• GIVEN TEXT:
• • •

Republic of the Philippines
G.R. No. 43547 September 13, 1938
JOSEFA MARCELO, plaintiff-appellant,
FELICIANO (alias FELIX BERMUDEZ) and BENITO ALCANTARA, defendants-appellees.
Jose Fenoy for appellant.
Rafael B. Ruiz for appellees.
Plaintiff appealed from the order of the Court of First Instance of Pangasinan of February 15, 1935 dismissing her complaint on her failure to amend the same within the prescribed period after defendant's demurrer to said complaint, based on the ground that the facts alleged in the latter did not constitute a cause of action, was sustained by order of January 7, 1935 of said court.
Said order of January 7, 1935 literally reads as follows:
At the hearing on the demurrer on November 10, 1934, the attorney for the defendant asked leave to file an amended demurrer, which was done on November 19, of the last year.
In the opinion of the court the demurrer is well taken. Plaintiff, according to her own allegations in her complaint, has not acquired any title or right over the property subject of the complaint. For this reason she has no cause of action against defendants. In accordance with said allegations, the parcels of land described in the complaint are registered in the name of the defendant Feliciano (alias Felix Bermudez).

• • •

• TASK GOAL: In the court decision, in whose name are the parcels of land described in the complaint registered?

• • •

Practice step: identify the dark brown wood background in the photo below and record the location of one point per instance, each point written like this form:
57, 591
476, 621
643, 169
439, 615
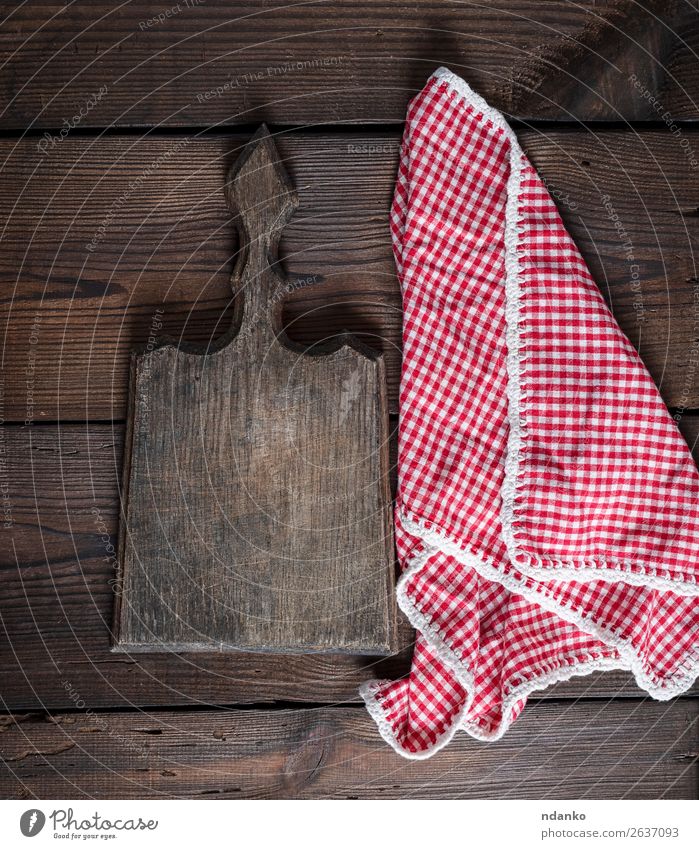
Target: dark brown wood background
120, 231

• • •

• SOLUTION TO THIS TASK: The defendant Feliciano (alias Felix Bermudez).